Texto de referencia:
- - -
Es asombroso, pero es así y no tiene caso negarlo. En la Argentina dejamos de trabajar para celebrar las derrotas y nos tomamos feriados vacacionales para conmemorar nuestras tragedias, como si a esta sociedad la reconfortaran más las muertes que los nacimientos.
Recordar con el 24 de marzo como una efeméride es un emblema de la espesa confusión nacional, equivalente a que España convirtiera en feriado el “alzamiento” de Franco el 18 de julio de 1936, que Italia recordara como fecha nacional el nacimiento del primer Fascio di Combattimento en Milán, el 23 de marzo de 1919, o que Francia conmemorara con asueto el 24 de junio de 1940, cuando Hitler entró al París ocupado por los alemanes.
La recordación del 24 de marzo (que ser un sábado no supuso ayer un parate nacional) nada tiene que ver con la famosa, meneada y mercantilizada “memoria” en boga estos años. La fecha nacional debería ser el 10 de diciembre, cuando la Argentina retornó al estado de derecho y a las cadencias constitucionales. El 24 de marzo simboliza una devastadora derrota nacional, el día que fracasó de nuevo la pretensión de alternar de manera democrática un gobierno fallido, pero que –sobre todo– marcó la resignación (tácita o explícita) de la sociedad a que no se podía combatir la ilegalidad con los valores y los recursos de la ley.
Movimiento cívico-militar o golpe de Estado en la tradición de las asonadas desde 1930, el 24 de marzo representa un violento colapso del proyecto democrático, perpetrado mientras débiles y agónicos sectores políticos rogaban aguardar las elecciones para reemplazar de manera civilizada al régimen de Isabel Perón. ¿Qué mensaje reciben los ciudadanos de menos de 40 años cuando el país “recuerda” con feriado, cuando cae en jornada laborable, el desembarco de las Fuerzas Armadas en el poder?
Nada demasiado diferente a eso es la preservación del demencial feriado del 2 de abril. ¿Cómo puede un gobierno que patrocina ideológica y patrimonialmente conservar los preceptos del revisionismo histórico, la celebración de una fecha que estampa con su sello trágico la historia contemporánea del país? El 2 de abril de 1982, en secreto, por sorpresa, con absoluta chapucería criminal y completa irresponsabilidad política, el gobierno militar desembarcó en las Malvinas. No apeló ni informó a la sociedad. No alertó al mundo. No avisó y mintió, como ocupar las Malvinas fuese parte de la misma metodología de guerra ilegal contra la subversión.
- - -
Extractos del conjunto de datos de señalamiento:

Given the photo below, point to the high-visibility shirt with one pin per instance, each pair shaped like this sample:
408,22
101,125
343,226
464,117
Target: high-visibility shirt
- - -
Qué se pide:
A) Contesta estas preguntas sobre el texto de los feriados, cada respuesta en su propia línea y con la misma marca.
(i) ¿Qué fecha propone el texto como fecha nacional en lugar del 24 de marzo?
(ii) ¿El régimen de quién esperaban reemplazar mediante elecciones los sectores políticos débiles y agónicos?
(iii) ¿En qué fecha desembarcó el gobierno militar en las Malvinas?
B) Cita del texto de los feriados el pasaje que empieza con “Movimiento cívico-militar o” y sigue hasta “en el poder?”.
Los datos no intervienen en este ejercicio.

Las soluciones:
A)
(i) El 10 de diciembre.
(ii) El de Isabel Perón.
(iii) El 2 de abril de 1982.

B)
Movimiento cívico-militar o golpe de Estado en la tradición de las asonadas desde 1930, el 24 de marzo representa un violento colapso del proyecto democrático, perpetrado mientras débiles y agónicos sectores políticos rogaban aguardar las elecciones para reemplazar de manera civilizada al régimen de Isabel Perón. ¿Qué mensaje reciben los ciudadanos de menos de 40 años cuando el país “recuerda” con feriado, cuando cae en jornada laborable, el desembarco de las Fuerzas Armadas en el poder?